■ REQUIRED WORK: Within the material below, transcribe exactly the lines from the one holding "Task: tag every instance of the fur-trimmed" through the one holding "Task: tag every instance of the snow-covered", keeping both ends and skipping the rest.

──────── MATERIALS PROVIDED ────────

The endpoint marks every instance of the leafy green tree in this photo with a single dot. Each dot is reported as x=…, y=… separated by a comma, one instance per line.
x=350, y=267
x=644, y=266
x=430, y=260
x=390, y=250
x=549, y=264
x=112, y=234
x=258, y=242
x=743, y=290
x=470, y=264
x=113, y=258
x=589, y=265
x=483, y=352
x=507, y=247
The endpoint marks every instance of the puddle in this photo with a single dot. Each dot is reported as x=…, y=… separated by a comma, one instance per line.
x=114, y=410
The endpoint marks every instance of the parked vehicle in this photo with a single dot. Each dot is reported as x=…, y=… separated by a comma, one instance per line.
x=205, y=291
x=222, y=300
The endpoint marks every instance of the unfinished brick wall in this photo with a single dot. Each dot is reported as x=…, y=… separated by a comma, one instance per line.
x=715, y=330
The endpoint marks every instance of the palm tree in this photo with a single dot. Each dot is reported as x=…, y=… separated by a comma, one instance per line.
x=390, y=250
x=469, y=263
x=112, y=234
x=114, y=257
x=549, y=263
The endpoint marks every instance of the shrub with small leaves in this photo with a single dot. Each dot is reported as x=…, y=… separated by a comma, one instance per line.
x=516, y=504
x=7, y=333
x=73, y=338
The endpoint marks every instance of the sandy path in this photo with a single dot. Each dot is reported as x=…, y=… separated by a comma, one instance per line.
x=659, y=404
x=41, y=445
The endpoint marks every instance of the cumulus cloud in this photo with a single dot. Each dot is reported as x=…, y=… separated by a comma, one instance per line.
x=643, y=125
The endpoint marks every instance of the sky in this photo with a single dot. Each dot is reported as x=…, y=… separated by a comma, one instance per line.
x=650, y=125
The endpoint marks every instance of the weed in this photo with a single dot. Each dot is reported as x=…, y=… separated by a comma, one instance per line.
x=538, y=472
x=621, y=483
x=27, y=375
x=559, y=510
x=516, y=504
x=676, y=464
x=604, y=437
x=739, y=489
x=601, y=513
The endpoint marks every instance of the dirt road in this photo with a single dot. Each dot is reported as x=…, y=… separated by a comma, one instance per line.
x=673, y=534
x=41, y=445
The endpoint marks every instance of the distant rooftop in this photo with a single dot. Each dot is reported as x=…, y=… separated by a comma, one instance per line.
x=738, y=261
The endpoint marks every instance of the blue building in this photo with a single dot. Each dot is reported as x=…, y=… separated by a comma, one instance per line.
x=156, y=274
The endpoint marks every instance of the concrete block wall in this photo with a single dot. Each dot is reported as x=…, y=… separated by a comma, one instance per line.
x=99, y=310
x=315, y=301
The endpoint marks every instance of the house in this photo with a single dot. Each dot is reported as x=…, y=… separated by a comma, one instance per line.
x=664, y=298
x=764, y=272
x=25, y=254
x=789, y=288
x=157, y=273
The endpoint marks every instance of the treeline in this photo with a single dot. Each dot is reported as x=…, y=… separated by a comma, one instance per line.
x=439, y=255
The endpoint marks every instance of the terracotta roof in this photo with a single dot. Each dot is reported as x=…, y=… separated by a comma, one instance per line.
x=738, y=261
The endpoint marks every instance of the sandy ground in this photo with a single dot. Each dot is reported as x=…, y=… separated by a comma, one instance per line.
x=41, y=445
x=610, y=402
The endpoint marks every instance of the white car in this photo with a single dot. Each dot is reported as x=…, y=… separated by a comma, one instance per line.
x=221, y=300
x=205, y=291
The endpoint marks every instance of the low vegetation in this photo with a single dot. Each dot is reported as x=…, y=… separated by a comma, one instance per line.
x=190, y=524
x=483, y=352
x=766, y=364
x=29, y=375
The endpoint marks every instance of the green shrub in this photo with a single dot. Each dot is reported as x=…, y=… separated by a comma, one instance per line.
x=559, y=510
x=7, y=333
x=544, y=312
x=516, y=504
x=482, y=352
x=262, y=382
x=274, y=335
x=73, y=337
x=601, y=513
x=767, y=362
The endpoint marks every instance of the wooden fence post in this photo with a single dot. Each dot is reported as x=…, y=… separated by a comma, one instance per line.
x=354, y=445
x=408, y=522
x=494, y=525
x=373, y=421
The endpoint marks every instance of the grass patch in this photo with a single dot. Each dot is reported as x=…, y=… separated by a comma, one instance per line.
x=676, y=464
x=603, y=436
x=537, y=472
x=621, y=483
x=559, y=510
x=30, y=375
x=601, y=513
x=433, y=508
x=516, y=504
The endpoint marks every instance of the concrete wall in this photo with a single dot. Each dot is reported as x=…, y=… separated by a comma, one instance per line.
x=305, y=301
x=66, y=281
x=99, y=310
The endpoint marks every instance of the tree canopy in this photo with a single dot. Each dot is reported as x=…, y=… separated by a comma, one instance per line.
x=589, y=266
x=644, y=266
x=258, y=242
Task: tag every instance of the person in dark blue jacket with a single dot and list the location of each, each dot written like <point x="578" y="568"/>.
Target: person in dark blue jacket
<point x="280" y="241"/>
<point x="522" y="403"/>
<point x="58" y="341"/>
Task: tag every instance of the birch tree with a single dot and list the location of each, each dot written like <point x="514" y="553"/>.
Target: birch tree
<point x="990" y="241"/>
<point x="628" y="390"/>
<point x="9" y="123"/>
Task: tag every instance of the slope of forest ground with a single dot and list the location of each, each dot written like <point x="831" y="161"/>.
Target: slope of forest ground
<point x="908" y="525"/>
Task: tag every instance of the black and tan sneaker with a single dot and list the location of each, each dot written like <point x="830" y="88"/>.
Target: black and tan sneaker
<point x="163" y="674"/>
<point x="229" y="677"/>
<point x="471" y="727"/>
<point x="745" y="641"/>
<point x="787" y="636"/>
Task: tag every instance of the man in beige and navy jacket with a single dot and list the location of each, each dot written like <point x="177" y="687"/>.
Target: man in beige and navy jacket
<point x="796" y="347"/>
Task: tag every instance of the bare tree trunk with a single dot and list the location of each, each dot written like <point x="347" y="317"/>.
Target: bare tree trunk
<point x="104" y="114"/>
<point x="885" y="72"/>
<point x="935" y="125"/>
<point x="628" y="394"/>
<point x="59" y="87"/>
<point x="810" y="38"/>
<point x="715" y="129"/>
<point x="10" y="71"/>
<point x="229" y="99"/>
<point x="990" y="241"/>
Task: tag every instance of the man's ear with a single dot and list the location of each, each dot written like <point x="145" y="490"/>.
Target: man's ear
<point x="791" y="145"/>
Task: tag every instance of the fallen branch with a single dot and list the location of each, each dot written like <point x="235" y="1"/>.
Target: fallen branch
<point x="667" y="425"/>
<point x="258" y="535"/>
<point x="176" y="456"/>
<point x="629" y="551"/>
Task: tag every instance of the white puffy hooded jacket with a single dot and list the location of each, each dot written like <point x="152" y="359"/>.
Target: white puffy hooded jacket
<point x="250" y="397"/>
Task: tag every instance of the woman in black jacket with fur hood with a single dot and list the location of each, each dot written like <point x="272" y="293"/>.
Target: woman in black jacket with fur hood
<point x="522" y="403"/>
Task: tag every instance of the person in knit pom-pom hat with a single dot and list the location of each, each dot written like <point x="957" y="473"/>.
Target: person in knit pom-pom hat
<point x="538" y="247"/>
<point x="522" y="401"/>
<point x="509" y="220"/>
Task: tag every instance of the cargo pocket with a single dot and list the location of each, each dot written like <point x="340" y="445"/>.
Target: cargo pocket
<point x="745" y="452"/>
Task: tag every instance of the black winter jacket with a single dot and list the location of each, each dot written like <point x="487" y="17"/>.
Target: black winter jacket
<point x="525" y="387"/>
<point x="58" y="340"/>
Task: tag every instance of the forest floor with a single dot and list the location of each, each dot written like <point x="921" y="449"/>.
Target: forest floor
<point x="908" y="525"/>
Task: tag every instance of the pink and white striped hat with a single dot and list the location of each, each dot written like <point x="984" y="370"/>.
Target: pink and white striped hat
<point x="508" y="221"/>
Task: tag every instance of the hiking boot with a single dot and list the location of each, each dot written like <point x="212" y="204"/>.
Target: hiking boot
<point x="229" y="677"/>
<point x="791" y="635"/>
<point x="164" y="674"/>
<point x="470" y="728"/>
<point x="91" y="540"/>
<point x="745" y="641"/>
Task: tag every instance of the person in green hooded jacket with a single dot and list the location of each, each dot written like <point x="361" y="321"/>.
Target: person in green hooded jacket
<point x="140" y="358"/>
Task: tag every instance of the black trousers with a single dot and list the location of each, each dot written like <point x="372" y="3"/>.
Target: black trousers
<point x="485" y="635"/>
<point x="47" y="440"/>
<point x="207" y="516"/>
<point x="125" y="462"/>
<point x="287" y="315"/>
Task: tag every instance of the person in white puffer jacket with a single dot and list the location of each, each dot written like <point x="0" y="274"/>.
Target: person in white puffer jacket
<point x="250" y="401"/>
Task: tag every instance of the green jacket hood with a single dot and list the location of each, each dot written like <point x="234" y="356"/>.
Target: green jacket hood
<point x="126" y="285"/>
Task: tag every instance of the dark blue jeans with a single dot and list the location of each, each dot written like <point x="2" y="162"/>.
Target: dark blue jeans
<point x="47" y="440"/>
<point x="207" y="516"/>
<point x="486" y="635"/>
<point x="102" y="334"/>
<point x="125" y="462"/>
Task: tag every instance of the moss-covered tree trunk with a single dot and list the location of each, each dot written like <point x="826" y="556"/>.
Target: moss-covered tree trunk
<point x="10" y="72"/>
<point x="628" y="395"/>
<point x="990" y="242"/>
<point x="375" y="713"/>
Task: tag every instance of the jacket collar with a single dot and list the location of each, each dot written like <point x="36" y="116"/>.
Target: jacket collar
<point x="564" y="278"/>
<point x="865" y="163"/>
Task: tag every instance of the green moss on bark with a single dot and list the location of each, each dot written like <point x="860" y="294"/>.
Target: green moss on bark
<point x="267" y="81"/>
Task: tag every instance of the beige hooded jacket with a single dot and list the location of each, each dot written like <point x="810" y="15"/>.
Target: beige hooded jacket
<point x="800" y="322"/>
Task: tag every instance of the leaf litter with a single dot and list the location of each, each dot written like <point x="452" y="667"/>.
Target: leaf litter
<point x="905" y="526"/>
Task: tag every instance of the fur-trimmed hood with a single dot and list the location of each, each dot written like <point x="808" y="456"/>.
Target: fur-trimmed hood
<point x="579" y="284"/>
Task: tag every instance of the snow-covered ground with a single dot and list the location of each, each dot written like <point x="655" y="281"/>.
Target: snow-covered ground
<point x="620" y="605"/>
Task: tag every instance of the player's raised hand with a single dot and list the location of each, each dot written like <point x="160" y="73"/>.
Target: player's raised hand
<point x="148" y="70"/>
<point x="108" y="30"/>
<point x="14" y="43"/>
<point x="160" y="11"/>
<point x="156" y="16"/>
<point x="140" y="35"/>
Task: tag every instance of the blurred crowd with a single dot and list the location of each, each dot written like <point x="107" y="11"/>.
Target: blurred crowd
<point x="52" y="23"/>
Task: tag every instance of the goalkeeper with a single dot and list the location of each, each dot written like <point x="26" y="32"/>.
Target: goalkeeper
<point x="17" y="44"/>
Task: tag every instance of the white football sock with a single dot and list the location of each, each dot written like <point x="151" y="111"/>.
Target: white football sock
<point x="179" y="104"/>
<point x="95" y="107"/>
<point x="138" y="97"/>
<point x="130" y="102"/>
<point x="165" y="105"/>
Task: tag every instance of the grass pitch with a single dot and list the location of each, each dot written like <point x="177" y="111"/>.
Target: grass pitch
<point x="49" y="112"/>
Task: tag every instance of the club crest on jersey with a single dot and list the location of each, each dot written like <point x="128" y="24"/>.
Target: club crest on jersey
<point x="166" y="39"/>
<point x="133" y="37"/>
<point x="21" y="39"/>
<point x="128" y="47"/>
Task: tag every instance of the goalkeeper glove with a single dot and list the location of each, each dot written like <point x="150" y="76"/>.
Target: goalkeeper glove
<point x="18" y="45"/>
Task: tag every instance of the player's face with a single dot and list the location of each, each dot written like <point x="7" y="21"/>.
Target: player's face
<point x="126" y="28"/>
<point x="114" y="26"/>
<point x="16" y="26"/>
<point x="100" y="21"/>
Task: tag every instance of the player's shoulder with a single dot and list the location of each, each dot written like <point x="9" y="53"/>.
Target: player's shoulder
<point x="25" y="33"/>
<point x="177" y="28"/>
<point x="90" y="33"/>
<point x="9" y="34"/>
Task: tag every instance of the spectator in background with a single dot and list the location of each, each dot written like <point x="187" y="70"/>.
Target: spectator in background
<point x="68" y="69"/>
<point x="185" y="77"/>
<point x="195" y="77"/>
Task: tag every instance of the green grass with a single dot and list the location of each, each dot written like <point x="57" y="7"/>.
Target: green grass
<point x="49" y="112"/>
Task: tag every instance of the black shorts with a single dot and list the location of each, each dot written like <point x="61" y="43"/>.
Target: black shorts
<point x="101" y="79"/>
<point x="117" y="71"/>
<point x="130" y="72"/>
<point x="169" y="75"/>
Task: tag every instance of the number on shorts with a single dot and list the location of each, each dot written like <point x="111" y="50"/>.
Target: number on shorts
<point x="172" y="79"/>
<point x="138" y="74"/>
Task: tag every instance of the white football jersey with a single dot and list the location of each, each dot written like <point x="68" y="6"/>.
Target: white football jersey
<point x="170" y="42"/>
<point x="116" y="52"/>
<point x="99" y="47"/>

────────

■ ANSWER SPACE:
Task: tag every instance of the fur-trimmed hood with a single dot and list the location of each, each dot written like <point x="808" y="456"/>.
Target: fur-trimmed hood
<point x="579" y="284"/>
Task: tag every instance of the snow-covered ground with a single dot and list the location of each, each dot written like <point x="655" y="281"/>.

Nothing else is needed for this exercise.